CLE almost always involves one lobe, with rates of occurrence as follows:
Left upper lobe – 41%
Right middle lobe – 34%
Right upper lobe – 21%
Congenital lobar emphysema has 2 forms:
Hypoalveolar (fewer than expected number of alveoli)
Polyalveolar (greater than expected number of alveoli)
The thorax on the involved side is hyperresonant with decreased or absent breath sounds and transillumination. Progressive respiratory distress from birth reflects the degree of emphysema; symptoms are at their worst in the first month. Occasionally, patients present in later childhood or adulthood.
Congenital lobar emphysema (ie, congenital lesion) should be differentiated from Swyer-James syndrome (ie, acquired pulmonary abnormality secondary to infection).

================

§ **Task 1**: State whether each statement agrees with the passage on congenital lobar emphysema, answering yes or no and quoting the words of the passage that decide it. (a) The right middle lobe is the lobe most often involved. (b) Respiratory symptoms are most severe during the first month. (c) Swyer-James syndrome is a congenital lesion.
§ **Task 2**: Carry on the passage on congenital lobar emphysema, beginning after its final sentence.

§ **Recorded information**:
================

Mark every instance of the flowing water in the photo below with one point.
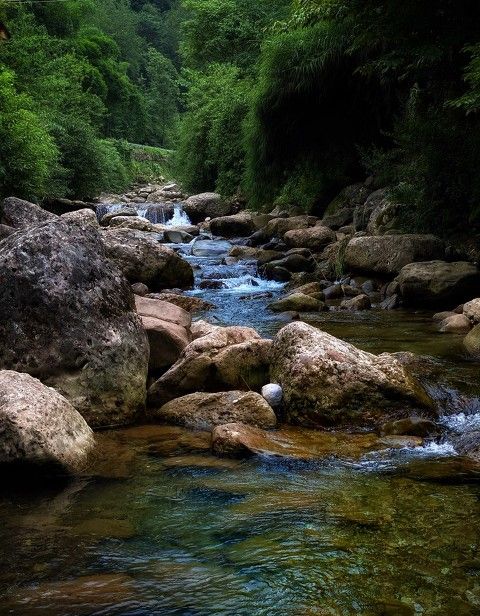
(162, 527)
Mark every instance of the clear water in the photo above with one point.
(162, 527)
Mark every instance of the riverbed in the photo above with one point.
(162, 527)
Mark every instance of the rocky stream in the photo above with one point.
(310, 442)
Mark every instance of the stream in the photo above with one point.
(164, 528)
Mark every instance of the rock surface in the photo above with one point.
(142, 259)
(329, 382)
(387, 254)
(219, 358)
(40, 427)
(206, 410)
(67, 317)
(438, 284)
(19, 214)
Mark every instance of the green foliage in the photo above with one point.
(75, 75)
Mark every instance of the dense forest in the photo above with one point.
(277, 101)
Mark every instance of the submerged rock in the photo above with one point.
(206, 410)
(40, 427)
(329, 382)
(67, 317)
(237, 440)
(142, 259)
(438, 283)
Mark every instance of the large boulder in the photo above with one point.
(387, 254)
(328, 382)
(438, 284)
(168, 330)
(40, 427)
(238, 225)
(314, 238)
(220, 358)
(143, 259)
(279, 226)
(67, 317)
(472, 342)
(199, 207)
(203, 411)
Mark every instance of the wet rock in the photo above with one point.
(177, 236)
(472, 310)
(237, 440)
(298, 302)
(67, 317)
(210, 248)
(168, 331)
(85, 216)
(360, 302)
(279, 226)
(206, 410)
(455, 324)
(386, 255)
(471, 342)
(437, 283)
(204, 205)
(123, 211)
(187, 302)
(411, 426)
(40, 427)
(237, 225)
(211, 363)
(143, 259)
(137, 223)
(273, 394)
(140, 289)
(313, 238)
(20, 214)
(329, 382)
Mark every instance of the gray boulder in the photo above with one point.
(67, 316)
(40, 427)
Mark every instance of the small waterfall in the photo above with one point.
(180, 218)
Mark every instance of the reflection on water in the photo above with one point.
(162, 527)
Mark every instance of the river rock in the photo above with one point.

================

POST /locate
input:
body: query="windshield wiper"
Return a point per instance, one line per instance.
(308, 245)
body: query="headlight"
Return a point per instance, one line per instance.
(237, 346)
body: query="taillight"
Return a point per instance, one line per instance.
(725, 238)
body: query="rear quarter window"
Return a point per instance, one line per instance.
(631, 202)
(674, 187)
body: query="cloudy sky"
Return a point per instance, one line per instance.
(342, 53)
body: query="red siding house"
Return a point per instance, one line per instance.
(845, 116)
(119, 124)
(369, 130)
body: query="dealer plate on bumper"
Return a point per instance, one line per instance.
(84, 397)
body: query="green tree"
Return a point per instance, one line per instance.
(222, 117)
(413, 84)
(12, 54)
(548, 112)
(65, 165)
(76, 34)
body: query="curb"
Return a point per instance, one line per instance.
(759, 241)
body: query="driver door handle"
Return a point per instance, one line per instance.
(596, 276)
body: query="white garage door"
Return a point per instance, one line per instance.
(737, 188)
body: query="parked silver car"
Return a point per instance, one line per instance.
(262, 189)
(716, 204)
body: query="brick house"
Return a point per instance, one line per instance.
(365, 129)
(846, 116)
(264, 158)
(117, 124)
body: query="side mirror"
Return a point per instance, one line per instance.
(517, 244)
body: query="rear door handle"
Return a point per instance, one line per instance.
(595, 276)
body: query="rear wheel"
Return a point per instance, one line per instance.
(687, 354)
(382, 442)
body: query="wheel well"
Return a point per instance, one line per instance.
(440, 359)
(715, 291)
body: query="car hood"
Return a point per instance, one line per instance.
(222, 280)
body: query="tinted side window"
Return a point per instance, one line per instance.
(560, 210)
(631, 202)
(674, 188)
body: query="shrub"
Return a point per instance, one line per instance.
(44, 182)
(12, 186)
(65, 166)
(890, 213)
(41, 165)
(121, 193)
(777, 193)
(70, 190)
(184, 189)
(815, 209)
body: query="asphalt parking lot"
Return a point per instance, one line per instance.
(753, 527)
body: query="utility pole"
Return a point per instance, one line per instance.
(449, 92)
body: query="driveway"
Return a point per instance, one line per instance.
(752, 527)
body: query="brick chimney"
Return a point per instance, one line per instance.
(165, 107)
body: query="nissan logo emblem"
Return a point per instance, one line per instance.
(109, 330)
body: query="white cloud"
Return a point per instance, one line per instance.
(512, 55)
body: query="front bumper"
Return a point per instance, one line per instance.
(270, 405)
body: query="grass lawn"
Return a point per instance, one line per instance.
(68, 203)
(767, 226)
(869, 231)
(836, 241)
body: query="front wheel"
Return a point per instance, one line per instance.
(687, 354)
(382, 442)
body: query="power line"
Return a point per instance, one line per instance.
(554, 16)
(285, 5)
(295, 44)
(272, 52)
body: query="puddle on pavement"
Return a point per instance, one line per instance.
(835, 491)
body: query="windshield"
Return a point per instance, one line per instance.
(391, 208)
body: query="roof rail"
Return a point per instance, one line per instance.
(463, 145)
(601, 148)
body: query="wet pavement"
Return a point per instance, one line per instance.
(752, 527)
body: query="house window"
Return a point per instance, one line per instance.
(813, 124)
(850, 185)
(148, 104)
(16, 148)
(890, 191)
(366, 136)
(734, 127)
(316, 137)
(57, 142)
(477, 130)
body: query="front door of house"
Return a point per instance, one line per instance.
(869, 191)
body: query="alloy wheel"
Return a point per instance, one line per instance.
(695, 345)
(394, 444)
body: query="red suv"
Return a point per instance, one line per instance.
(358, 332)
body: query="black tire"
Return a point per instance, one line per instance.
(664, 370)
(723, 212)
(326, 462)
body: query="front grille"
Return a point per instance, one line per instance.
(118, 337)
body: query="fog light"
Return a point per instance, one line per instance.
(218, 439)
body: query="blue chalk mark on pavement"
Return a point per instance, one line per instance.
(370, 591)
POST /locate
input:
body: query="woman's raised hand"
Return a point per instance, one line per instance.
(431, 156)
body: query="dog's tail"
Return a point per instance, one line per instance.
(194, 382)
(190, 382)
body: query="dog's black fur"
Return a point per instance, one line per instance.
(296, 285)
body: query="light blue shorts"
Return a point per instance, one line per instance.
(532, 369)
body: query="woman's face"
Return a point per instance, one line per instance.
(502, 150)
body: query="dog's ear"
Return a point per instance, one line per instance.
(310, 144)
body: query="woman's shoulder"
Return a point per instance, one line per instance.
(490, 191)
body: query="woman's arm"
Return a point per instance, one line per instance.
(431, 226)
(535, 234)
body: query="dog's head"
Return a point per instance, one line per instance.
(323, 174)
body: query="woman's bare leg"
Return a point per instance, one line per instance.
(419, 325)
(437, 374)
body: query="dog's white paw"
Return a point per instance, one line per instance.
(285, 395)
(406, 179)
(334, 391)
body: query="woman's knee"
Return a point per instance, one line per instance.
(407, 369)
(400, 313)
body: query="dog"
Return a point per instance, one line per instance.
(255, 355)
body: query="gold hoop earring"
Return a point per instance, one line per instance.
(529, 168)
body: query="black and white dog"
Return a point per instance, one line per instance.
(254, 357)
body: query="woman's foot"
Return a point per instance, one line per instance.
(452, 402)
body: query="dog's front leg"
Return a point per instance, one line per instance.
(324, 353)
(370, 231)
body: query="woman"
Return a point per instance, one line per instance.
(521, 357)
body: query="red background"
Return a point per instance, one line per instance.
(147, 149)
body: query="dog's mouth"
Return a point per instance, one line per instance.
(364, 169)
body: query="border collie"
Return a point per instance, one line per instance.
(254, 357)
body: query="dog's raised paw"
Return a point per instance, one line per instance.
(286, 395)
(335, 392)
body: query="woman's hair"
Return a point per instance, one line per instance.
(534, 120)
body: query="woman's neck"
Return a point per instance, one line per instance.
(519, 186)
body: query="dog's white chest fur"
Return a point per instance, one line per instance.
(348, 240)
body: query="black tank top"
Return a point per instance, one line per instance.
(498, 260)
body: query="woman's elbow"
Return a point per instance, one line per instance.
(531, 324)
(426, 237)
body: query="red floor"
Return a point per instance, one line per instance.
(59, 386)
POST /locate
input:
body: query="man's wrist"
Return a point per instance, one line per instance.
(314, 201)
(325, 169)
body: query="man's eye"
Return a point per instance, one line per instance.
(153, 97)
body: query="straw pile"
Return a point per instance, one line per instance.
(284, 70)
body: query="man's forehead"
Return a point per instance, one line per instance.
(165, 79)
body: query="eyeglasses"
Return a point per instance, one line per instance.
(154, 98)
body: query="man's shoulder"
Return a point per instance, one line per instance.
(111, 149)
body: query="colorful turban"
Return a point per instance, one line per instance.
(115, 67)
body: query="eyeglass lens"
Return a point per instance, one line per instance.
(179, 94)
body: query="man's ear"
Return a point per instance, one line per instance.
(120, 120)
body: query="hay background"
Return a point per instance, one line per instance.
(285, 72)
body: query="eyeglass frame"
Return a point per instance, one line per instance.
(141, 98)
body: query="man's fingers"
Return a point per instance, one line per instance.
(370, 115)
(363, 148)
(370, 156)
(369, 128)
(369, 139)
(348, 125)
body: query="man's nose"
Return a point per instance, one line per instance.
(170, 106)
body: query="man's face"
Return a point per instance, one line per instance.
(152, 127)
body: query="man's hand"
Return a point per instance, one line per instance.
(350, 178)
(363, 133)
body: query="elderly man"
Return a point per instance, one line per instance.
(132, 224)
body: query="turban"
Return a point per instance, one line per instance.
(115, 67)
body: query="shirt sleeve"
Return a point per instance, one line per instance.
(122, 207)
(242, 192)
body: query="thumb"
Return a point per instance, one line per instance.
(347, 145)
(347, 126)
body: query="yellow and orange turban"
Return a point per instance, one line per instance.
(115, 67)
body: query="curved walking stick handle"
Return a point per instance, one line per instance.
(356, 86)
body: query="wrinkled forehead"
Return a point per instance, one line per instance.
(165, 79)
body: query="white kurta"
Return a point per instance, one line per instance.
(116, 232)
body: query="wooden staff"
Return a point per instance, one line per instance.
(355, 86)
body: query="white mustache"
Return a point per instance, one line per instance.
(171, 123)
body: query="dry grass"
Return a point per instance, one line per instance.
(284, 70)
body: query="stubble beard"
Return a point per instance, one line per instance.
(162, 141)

================

§ **Task answer 1**:
(a) No: "Left upper lobe – 41%" and "Right middle lobe – 34%"
(b) Yes: "symptoms are at their worst in the first month"
(c) No: "Swyer-James syndrome (ie, acquired pulmonary abnormality secondary to infection)"

§ **Task answer 2**:
In Swyer-James syndrome, infection results in the following:
Vascular compromise
“Pruning” of peripheral pulmonary vasculature
Small but hyperlucent lung (as the opposite, normal lung grows, the involved lung does not grow and appears more radiolucent)
Swyer-James, like CLE, appears as hyperlucency localized to one or several lobes of the lung with the entire affected lung having markedly reduced parenchyma and vascular density. The key distinguishing factors that differentiate Swyer-James from CLE is an acquired form of segmental emphysema that arises as a sequela of bronchopulmonary infection in childhood resulting in bronchiolitis obliterans and distal airspace destruction. [7]
Radiography of the chest in anteroposterior and lateral projections identifies the involved lobe, the degree of involvement, and the effect on surrounding structures. [9] If a decubitus position radiograph is obtained, the involved lung does not collapse.
See the radiographic images of congenital lobar emphysema below.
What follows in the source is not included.